**Extrait du document**
□ □ □
Couverture LiDAR à Arnay-le-Duc (Côte-d’Or). La microtopographie des lieux révèle un éperon triangulaire barré par un volumineux rempart. La partie interne de la fortification montre aussi des structures compartimentant l’espace. © IGN RGE ALTI 1 mètre
Grâce aux prospections aériennes, de nombreux sites ont été mis au jour sur des régions entières, tandis que les « invisibles de l’histoire » contenus dans les sédiments – charbons, graines ou pollens, voire dans de rares cas des ADN anciens humains ou fauniques encore conservés – permettent une meilleure compréhension de l’Âge du bronze.
De la prospection aérienne au relevé LiDAR
Depuis les années 1960, la prospection aérienne démontre toute son efficacité dans la recension des sites archéologiques. Désormais, cette technique est plus accessible grâce aux nombreuses couvertures aériennes mises en ligne ; et aujourd’hui, l’intelligence artificielle complète cette télédétection, ouvrant la voie à de prometteuses analyses, rapides et à larges échelles. Ces survols aériens sont enrichis par les relevés LiDAR, issus du programme national LiDAR HD produisant et diffusant une cartographie 3D de l’intégralité du sol et du sursol du pays. Pour l’âge du Bronze, des centaines de tumulus sont ainsi apparus sous les couverts forestiers de l’Est de la France, des sites fortifiés avec de volumineux remparts ont été révélés en Bourgogne et Franche-Comté, et des structures linéaires pouvant correspondre aux limites de parcelles ont été reconnues dans l’Ouest.
□ □ □
**Données affichées**
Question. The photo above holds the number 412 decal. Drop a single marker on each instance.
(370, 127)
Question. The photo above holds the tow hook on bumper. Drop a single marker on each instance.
□ □ □
**Travail demandé**
[a] Répondez aux questions suivantes d'après l'extrait sur la prospection archéologique.
(i) Dans quelle commune a été réalisée la couverture LiDAR décrite au début ?
(ii) Depuis quand la prospection aérienne démontre-t-elle son efficacité dans la recension des sites archéologiques ?
(iii) Dans quelles régions des sites fortifiés avec de volumineux remparts ont-ils été révélés ?
[b] Reprenez la rédaction de l'extrait sur la prospection archéologique à partir de sa dernière phrase.
La liste est un matériau distinct de l'extrait sur la prospection archéologique.

**Liste des réponses**
[a]
(i) À Arnay-le-Duc (Côte-d'Or).
(ii) Depuis les années 1960.
(iii) En Bourgogne et Franche-Comté.

[b]
Les « invisibles de l’histoire »
En matière environnementale, les géoarchéologues nous renseignent sur les changements climatiques survenus à cette époque, mais aussi sur les dynamiques d’érosion anthropique et de pratiques culturales grâce à l’observation des micro-charbons de bois, témoins des incendies d’envergure et des traces d’écobuage. De la même manière, les carpologues apportent un nouvel éclairage sur l’alimentation végétale et des bases de données nationales documentent certaines espèces comme la vigne, l’engrain, les millets ou le blé zanduri. L’application de nouvelles techniques comme l’analyse de l’ADN ancien ou la morphométrie géométrique des graines permet de pister, par exemple, l’origine des millets et les choix effectués par les paysans en matière d’agronomie.
Graines carbonisées de millet, céréale introduite au bronze final en France, provenant de l’habitat aristocratique de Villiers-sur-Seine (800 avant notre ère). Seine-et-Marne. © Françoise Toulemonde
Lire au travers des sédiments et de la matière grâce à la tomographie
Technique d’imagerie par rayons X, la tomographie révèle les éléments invisibles à l’œil nu. Cet outil d’investigation non invasif détermine notamment la présence des ossements ou d’artefacts dans un bloc de sédiment prélevé. Ces nouvelles images sont ainsi essentielles dans l’étude des crémations afin de mieux comprendre l’organisation du lot des esquilles osseuses, ou dans celle des différents gestes mis en œuvre dans la constitution des dépôts de bronzes (entiers ou fragmentés, et dont les empilements nécessitent la plus grande attention). Cette technologie aide aussi à traquer la structure même des bronzes pour expliquer leur fabrication. Elle est, par exemple, très illustrative de la manière dont les poignées d’épées sont construites pour assurer la meilleure efficacité de la fixation de la lame.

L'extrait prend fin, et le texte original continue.